- _Given information_
— Start —

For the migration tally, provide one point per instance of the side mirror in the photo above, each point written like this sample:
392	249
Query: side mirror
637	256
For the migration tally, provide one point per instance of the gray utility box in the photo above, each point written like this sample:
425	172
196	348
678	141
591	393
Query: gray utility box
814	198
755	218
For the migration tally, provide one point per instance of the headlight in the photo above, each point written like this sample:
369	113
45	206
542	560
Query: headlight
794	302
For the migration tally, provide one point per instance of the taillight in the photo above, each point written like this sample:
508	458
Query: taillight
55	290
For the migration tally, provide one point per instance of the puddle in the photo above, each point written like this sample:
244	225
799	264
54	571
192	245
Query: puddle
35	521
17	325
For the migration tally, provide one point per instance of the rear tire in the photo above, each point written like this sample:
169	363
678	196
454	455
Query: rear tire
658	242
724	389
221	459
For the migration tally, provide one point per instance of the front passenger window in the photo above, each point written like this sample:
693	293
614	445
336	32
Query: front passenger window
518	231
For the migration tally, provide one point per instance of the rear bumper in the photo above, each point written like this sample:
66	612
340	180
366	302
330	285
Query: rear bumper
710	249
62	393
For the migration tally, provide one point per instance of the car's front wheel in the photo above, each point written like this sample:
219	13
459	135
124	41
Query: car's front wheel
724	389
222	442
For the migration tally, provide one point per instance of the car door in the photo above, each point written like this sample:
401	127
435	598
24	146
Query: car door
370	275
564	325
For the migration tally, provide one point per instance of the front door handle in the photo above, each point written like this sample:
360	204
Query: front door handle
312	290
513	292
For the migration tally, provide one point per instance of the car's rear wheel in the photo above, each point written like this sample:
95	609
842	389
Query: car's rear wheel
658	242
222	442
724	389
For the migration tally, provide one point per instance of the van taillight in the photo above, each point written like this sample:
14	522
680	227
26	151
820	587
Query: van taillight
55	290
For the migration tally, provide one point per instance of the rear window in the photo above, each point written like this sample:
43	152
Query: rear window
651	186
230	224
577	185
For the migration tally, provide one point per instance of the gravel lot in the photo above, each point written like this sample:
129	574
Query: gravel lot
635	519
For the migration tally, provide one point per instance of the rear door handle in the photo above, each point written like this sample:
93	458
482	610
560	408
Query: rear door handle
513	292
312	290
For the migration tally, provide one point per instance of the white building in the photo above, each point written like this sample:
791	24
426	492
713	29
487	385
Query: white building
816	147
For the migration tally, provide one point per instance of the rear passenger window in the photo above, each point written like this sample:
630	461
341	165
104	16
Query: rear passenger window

— End —

- _Exercise_
Please rewrite everything from the line containing "of the white" down to the end of the listing, replacing "rear passenger window" with "back passenger window" and leaving all else unchanged.

- _Expected output_
For the migration tally, provide one point per instance of the white building in the photo above, each point written like this sample:
791	24
426	492
713	29
487	385
Query: white building
816	147
For the migration tally, provide one point per instance of the back passenger window in the photo above, each point written like this sample:
630	461
341	165
104	16
Query: back passenger window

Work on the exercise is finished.